[DATA TO PROCESS]
** BEGIN **

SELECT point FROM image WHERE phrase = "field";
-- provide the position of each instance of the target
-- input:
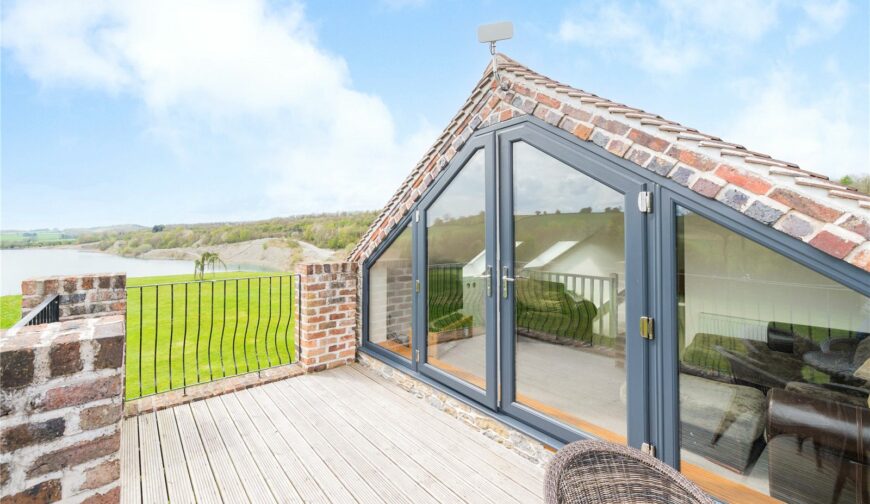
(233, 326)
(10, 310)
(236, 323)
(12, 239)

** END **

[TASK TO CARRY OUT] Lay out every line of the records above as a Markdown table with the columns "Number" and "Content". Omit blank lines and the pictures.

[ANSWER]
| Number | Content |
|---|---|
| 1 | SELECT point FROM image WHERE phrase = "field"; |
| 2 | -- provide the position of each instance of the target |
| 3 | -- input: |
| 4 | (233, 326) |
| 5 | (10, 310) |
| 6 | (236, 323) |
| 7 | (12, 239) |